== QUOTED TEXT ==

= Construction engineering =

Subdiscipline of civil engineering focused on construction and operations

Construction engineering, also known as construction operations, is a professional sub-discipline of civil engineering that deals with the designing, planning, construction, and operations management of infrastructure such as roadways, tunnels, bridges, airports, railroads, facilities, buildings, dams, utilities and other projects. Construction engineers learn design and project management techniques that are similar to those used by civil engineers.

At the educational level, civil engineering students concentrate primarily on more analytical design, gearing them toward a career as a design professional. This requires them to take engineering science and design courses as part of obtaining a 4-year accredited degree. Education for construction engineers is primarily focused on construction procedures, methods, costs, schedules and personnel management. Their primary concern is to deliver a project on time within budget and of the desired quality.

Regarding educational requirements, construction engineering students take basic design courses in civil engineering, as well as construction management courses.

===
== COLLECTED MATERIAL ==

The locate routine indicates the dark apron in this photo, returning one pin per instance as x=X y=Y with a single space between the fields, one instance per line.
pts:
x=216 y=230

===

— WRITTEN TASKS —
1. Please return the construction engineering text starting with "At the educational" and going on through "construction management courses.".
2. Answer these questions from the construction engineering text:
(a) What other name does construction engineering go by?
(b) How many years is the accredited degree that civil engineering students obtain?
(c) What is the primary concern of construction engineers?

— SOLUTIONS BELOW —
1.
At the educational level, civil engineering students concentrate primarily on more analytical design, gearing them toward a career as a design professional. This requires them to take engineering science and design courses as part of obtaining a 4-year accredited degree. Education for construction engineers is primarily focused on construction procedures, methods, costs, schedules and personnel management. Their primary concern is to deliver a project on time within budget and of the desired quality.

Regarding educational requirements, construction engineering students take basic design courses in civil engineering, as well as construction management courses.

2.
(a) Construction operations.
(b) Four years.
(c) To deliver a project on time, within budget, and of the desired quality.